Please extend the write-up below about the star cluster NGC 6882/6885 in Vulpecula, carrying on after its last sentence.

- **Source document**:
[BEGIN]
DescriptionImages

Object name: NGC6882

Designation(s): NGC6882, NGC6885,

NGC 6882/6885 is a star group in Vulpecula. It may be made up of several groups. WEBDA has nothing on it but a position. It is Trumpler class III2p so little to no concentration, made up of stars covering a wide brightness range and star poor. I find no distance for it or much of anything in fact. It carries two NGC numbers since it was found by William Herschel on two consecutive nights. September 9, 1784 and September 10, 1784. There's nothing of interest at the position of NGC 6882 but there is for NGC 6885. The position for 6882 lies at a bare region within 6885. To me, the cluster is made up of several groups as mentioned above and it may be Herschel saw one of these groups as 6882 but got the position wrong. He got several other objects positions wrong that night. As Dr. Corwin says "WH was clearly not up to snuff that night..." I've had too many of those nights so I'll cut William some slack here.

The first Herschel 400 lists both clusters as two separate objects. This confused me to no end it appears from my notes from May 20, 1985. I wrote of NGC 6885 as seen in my 10" f/5 scope: "Large scattered, open cluster of stars of all magnitudes. Mostly west of 20 Vulpecula (that's the bright blue star in my image). Dimmer stars seem to be centered about 4' north and more condensed than the very widely scattered brighter stars. This may account for its two numbers in both catalogs. Dim stars center is about that of 6882." My comments for 6882 written at the same time read: "See 6885 as I was unable to distinguish a second cluster anywhere in the area. 6885 is listed as 20' across and this one only 4' north so inside the other. Burnham, the Becvar catalog and Tiron make no mention of this object! Why not pick another Herschel object to replace this one -- say H-14-5 which is the bright arc of the Veil complex?" I'd forgotten all about this until I went to research this object after processing it.
[END]
- **Data**:
[BEGIN]
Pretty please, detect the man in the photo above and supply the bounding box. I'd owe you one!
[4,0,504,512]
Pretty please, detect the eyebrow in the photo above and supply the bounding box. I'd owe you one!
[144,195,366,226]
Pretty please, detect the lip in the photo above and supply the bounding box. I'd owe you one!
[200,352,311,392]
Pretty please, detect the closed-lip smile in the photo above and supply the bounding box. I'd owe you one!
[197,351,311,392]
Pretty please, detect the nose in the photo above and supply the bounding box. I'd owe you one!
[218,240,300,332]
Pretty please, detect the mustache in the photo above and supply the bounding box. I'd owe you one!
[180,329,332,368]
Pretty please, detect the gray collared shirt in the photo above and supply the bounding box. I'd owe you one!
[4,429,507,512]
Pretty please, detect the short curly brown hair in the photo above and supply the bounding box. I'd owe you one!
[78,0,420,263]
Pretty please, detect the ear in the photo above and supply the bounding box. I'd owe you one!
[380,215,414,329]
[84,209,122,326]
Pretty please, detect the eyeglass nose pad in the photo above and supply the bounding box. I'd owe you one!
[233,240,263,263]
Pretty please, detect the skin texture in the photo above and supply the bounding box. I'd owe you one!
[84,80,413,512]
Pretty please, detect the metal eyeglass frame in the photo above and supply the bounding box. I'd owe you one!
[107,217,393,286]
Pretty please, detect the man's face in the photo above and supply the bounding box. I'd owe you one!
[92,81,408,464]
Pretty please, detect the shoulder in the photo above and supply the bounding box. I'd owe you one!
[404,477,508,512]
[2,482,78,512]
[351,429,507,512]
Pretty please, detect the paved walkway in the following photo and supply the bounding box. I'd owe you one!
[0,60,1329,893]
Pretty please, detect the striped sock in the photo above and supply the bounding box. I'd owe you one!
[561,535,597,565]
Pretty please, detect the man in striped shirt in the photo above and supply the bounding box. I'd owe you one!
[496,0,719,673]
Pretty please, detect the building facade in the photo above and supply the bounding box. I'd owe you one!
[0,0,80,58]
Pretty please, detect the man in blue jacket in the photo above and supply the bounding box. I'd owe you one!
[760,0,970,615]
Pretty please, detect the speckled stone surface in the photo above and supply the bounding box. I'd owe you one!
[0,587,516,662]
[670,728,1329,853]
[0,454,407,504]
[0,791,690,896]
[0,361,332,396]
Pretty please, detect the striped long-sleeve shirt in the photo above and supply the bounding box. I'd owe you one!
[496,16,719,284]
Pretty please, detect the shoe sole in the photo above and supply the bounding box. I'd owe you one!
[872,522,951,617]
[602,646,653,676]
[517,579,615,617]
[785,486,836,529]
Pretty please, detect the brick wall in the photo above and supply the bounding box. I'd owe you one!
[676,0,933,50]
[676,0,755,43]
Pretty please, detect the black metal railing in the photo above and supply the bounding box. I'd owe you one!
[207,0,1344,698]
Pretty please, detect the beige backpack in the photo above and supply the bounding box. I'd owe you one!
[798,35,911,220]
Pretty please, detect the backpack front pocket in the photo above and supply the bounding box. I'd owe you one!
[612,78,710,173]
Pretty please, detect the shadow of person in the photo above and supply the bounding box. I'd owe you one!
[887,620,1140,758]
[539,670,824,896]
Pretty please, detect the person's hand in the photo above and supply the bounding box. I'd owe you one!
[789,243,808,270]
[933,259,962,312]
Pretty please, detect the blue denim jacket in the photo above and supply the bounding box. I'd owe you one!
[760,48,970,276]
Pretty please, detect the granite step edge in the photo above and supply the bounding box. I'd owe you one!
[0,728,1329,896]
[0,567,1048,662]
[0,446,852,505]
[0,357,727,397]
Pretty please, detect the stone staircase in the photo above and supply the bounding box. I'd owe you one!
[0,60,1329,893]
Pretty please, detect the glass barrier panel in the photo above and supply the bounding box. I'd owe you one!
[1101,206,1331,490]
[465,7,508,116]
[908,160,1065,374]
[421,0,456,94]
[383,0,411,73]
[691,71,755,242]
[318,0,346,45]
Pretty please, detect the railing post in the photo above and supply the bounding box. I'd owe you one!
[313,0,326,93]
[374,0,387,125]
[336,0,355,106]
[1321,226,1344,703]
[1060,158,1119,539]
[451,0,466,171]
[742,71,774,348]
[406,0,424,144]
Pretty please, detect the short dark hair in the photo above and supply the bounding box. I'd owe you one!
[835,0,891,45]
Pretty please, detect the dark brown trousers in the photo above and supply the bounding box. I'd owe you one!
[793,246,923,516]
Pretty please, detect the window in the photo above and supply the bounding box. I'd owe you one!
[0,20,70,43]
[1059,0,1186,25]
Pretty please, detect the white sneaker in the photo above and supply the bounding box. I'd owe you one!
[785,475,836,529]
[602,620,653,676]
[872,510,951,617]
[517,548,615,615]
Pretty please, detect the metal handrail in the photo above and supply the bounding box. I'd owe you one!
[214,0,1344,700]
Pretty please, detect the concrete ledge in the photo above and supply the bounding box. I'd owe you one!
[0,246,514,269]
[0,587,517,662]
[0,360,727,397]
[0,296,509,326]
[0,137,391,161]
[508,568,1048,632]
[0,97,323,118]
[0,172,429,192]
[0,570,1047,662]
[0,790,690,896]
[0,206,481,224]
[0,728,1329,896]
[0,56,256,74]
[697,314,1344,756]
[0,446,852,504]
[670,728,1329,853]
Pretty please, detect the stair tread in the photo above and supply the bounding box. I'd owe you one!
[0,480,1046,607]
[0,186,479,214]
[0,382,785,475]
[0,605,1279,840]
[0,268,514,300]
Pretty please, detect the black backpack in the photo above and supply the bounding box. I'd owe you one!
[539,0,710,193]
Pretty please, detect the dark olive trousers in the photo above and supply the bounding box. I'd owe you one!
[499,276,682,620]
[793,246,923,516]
[END]
- **Result of this task**:
I had to move the cluster low in the field. 20 Vulpeculae was sending horrid ghosts across the frame when placed higher in the field. Why moving it slightly south solved them I never did figure out. There are three rather bright stars just out of the frame to the north. They sent some nasty gradients into the frame as by moving the field south they almost came into frame. Fortunately, GradientXTerminator pretty much eliminated the problem.

As mentioned I couldn't find any distance for the cluster. Three of the brighter stars have Hipparcos data in The Sky which put them only about 120 light-years distant. 20 Vulpeculae is 10 times that at 1,140 light-years.

The weather was a problem while imaging this one. I had to sort through several nights of images to find those used here. Only one green image survived the cut as all others were lost to haze and clouds. Fortunately, the one had no satellite and I was able to make it do.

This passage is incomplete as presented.